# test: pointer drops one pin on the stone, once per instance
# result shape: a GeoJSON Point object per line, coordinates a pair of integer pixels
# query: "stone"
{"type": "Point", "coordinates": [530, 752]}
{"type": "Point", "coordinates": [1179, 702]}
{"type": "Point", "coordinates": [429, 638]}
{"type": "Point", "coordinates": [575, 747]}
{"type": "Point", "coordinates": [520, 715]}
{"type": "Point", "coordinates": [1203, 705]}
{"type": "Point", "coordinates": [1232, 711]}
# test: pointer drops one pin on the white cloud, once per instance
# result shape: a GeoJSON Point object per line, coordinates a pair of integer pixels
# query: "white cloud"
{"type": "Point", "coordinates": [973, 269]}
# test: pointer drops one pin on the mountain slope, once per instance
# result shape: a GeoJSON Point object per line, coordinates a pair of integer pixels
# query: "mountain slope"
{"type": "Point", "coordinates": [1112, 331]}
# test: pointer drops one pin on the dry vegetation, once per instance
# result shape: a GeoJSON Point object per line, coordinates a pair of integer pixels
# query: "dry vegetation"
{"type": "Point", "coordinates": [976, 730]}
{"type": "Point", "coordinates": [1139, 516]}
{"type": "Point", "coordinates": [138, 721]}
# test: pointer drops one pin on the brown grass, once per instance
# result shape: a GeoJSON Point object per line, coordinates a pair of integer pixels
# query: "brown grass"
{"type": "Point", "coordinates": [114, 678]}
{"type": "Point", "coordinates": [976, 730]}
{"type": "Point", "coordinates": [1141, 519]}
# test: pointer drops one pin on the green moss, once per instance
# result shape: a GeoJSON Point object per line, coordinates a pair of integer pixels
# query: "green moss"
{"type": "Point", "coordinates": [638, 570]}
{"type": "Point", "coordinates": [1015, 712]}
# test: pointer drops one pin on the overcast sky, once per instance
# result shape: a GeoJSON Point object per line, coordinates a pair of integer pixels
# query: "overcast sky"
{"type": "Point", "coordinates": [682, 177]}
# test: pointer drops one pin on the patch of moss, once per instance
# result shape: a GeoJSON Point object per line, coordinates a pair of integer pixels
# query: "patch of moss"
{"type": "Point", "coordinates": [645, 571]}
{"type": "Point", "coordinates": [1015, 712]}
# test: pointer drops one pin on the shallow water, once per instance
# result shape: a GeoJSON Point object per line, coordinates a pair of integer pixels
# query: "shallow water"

■ ■ ■ ■ ■ ■ ■

Would you please filter the lines above and copy every one that includes "once"?

# test: pointer drops one pin on the stone, once per instance
# test: pointer drops one pin on the white cloud, once per instance
# test: pointer drops one pin on the mountain slope, once per instance
# test: pointer drops one pin on the dry vegetation, once per instance
# test: pointer drops one pin on the brown grass, once per instance
# test: pointer drops one pin on the green moss, once per instance
# test: pointer drops one pin on the overcast sky, once per instance
# test: pointer drops one pin on the patch of moss, once per instance
# test: pointer drops one pin on the shallow water, once per instance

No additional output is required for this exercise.